> List of tasks
a) In the siRNA screen notes, rewrite the passage between "8. In our experience, luminescence" and "on a plate.", inclusive, changing "luminescence values" to "signal values".
b) According to the siRNA screen notes, in robust Z-normalization, what are the log-transformed plate-centered values divided by after the median is subtracted?

> Study text
8. In our experience, luminescence values from multiwell siRNA screens tend to be positively skewed and show a log-normal distribution. It is thus preferable to log transform values prior to normalization. Setting the “log” argument of the “normalizePlates” function to “TRUE” and the “scale” argument to “multiplicative” instructs cellHTS2 to first log transform the luminescence values and then subtract the plate median values from each value on a plate.

9. Z-normalization in the classical sense refers to adjusting a set of normally distributed values such that they have a mean value of zero and a standard deviation equal to one. For idealized normally distributed Z-scores, 95% of the values are expected to fall between Z = −2 and Z = +2 and 99.1% of the values are expected to fall between Z = −3 and Z = +3. Log-transformed and plate-centered luminescence values from siRNA screens often have negatively skewed distributions that are not well described by statistics such as the mean and standard deviation. As an alternative to standard Z-score normalization we use robust Z-normalization where the median value is subtracted from all log-transformed plate-centered values and these values are then divided by the median absolute deviation (MAD) of the distribution. This results in approximately 95% of the values falling between Z = −2 and Z = +2. Thus, siRNAs that produce a Z-score of <−2 (or more stringently, <−3) are interpreted as causing a decrease in viability.

10. At least two replicates are required for each screen in order to assess the overall reproducibility of the screen. We typically perform screens using three replicates and take the median value for each siRNA to further minimize noise.

> Stored data
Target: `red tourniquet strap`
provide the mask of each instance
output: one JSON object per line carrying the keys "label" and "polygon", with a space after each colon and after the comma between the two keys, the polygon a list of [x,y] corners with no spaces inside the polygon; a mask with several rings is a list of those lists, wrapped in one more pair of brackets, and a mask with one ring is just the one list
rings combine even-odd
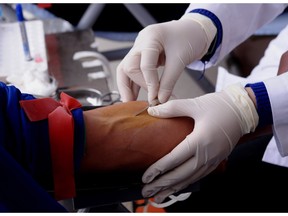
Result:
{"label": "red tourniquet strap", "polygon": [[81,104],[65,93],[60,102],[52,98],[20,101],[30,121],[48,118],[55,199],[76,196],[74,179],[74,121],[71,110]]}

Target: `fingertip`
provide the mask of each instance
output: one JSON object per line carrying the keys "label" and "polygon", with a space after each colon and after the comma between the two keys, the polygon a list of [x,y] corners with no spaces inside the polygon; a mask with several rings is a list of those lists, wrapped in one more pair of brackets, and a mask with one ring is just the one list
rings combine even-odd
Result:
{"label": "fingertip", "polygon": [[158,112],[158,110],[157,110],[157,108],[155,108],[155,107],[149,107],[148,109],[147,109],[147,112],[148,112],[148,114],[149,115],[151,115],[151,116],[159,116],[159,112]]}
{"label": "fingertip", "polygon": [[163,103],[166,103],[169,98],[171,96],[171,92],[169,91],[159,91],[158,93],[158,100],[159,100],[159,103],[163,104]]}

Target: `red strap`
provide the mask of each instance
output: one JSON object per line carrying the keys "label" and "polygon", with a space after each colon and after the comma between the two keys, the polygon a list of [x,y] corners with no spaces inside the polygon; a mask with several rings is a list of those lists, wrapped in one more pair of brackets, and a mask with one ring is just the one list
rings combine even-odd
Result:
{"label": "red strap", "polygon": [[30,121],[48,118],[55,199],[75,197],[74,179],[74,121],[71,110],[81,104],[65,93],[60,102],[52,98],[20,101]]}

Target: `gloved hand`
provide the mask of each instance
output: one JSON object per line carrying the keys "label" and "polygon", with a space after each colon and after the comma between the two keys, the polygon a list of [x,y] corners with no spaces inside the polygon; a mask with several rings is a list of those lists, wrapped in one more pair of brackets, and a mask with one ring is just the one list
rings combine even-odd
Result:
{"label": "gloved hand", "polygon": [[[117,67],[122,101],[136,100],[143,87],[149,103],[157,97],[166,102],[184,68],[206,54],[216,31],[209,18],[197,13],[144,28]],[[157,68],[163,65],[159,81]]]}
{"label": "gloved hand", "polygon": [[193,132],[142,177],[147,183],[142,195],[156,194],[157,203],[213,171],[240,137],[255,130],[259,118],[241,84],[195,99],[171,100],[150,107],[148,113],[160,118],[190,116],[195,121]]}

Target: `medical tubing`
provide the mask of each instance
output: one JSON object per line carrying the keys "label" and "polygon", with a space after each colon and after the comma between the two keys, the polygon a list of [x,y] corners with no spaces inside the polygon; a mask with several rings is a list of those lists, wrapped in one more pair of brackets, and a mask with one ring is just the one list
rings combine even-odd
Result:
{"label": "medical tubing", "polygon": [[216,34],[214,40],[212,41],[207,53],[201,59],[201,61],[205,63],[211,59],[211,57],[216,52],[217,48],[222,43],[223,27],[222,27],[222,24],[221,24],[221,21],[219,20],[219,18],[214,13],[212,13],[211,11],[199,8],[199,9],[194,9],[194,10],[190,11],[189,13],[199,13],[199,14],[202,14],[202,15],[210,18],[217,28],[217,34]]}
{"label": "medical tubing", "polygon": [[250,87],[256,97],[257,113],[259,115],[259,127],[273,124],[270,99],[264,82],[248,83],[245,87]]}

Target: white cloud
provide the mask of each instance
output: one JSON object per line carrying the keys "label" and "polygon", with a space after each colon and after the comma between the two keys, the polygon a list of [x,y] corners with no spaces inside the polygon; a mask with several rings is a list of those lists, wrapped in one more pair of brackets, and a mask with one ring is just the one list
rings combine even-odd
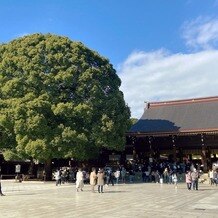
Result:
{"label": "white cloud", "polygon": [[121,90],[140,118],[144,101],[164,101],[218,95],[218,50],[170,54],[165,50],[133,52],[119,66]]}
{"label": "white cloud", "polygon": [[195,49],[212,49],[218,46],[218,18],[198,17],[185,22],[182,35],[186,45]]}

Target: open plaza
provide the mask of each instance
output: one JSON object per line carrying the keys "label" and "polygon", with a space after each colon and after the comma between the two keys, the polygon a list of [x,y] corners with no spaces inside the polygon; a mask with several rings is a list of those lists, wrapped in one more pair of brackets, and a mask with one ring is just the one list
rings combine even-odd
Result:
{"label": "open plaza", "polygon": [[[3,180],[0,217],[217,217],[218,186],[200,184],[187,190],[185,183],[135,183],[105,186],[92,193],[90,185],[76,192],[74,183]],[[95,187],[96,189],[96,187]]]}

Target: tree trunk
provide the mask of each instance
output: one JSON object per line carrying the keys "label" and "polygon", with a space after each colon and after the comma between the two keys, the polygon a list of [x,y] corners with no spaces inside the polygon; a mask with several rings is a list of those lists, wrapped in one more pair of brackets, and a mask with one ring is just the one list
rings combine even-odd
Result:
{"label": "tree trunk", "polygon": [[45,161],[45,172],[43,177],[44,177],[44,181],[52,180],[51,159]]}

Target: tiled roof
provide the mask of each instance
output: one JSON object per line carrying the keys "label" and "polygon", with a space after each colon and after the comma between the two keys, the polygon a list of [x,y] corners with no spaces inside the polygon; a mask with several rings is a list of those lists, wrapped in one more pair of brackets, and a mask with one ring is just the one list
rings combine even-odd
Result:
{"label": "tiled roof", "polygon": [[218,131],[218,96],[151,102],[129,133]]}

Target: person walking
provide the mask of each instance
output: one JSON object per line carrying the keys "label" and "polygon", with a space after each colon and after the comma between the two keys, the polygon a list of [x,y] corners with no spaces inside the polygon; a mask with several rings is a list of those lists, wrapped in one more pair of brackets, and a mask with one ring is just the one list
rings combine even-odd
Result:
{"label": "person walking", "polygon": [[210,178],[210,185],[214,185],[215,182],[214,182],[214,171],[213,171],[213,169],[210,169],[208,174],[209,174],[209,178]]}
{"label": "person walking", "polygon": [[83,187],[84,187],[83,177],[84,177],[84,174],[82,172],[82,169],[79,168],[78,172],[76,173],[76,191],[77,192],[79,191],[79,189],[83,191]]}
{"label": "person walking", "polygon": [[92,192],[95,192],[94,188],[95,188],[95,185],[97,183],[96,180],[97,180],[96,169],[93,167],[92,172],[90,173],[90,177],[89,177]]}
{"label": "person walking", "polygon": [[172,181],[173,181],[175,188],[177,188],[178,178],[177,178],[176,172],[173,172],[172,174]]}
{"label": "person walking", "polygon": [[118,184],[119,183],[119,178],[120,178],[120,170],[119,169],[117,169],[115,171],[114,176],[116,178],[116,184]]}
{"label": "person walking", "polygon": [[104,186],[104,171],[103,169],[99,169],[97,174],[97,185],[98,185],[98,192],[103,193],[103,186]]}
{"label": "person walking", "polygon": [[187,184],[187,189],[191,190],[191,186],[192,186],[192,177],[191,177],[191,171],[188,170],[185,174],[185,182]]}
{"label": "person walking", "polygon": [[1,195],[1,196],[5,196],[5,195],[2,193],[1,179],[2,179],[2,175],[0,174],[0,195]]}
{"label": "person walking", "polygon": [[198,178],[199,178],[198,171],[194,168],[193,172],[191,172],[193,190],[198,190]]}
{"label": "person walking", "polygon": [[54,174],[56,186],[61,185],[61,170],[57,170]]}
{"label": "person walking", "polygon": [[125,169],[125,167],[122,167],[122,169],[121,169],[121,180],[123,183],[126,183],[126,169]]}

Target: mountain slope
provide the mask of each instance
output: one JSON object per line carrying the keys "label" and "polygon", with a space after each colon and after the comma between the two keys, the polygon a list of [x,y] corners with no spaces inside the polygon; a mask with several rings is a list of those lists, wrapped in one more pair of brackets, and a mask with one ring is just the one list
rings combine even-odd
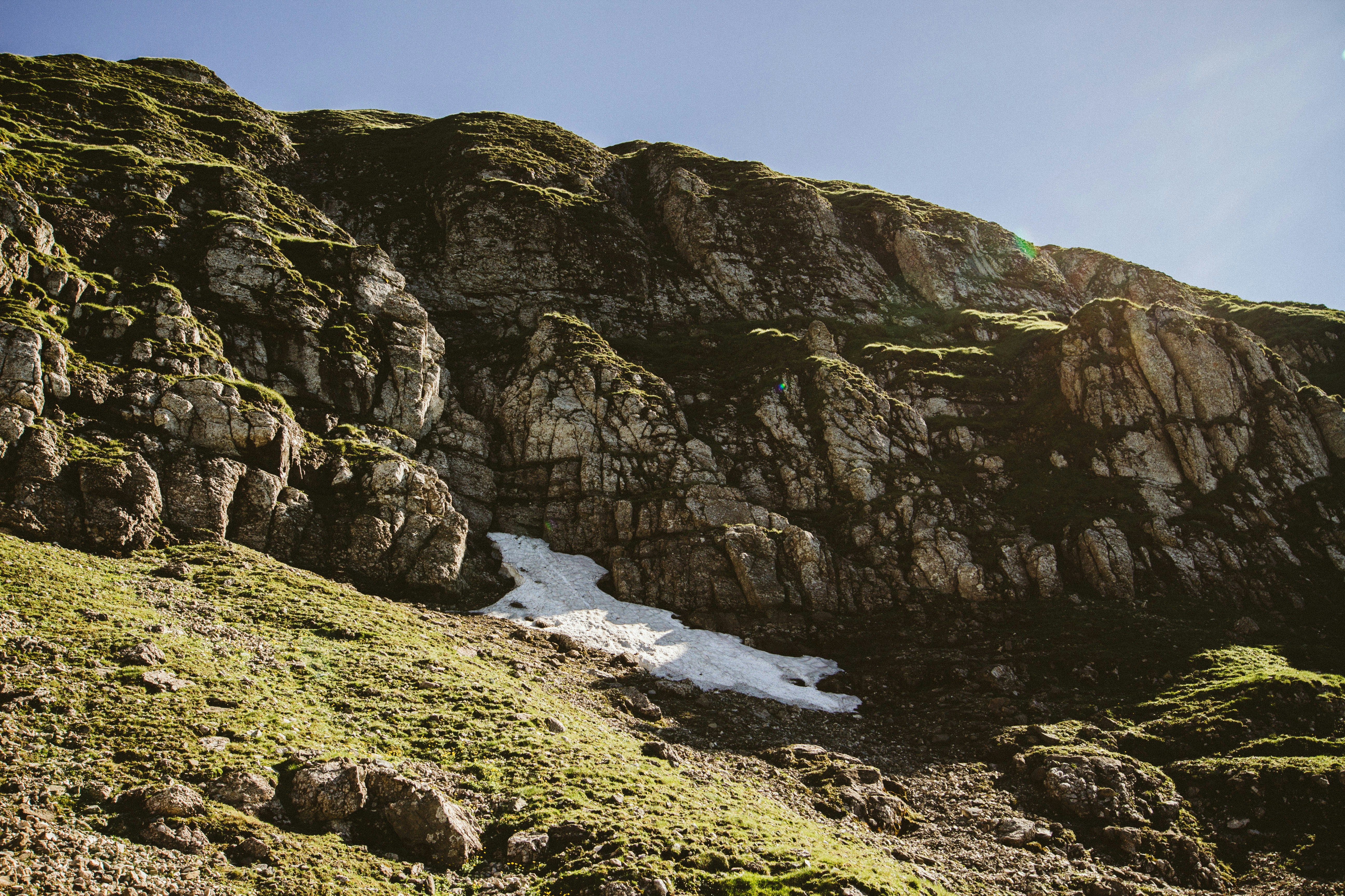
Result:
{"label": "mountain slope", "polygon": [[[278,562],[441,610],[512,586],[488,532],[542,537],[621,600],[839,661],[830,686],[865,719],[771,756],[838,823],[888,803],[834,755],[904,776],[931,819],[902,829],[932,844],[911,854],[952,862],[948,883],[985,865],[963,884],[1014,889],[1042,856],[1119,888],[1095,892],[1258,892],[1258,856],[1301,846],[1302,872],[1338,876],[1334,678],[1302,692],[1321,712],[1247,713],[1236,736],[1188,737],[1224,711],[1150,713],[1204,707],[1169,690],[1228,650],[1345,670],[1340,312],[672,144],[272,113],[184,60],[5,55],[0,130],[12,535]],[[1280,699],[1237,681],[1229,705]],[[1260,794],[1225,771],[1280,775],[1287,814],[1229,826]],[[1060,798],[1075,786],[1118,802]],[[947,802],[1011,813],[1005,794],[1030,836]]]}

> Answers to each task
a)
8. In our experience, signal values from multiwell siRNA screens tend to be positively skewed and show a log-normal distribution. It is thus preferable to log transform values prior to normalization. Setting the “log” argument of the “normalizePlates” function to “TRUE” and the “scale” argument to “multiplicative” instructs cellHTS2 to first log transform the signal values and then subtract the plate median values from each value on a plate.

b) The median absolute deviation (MAD) of the distribution.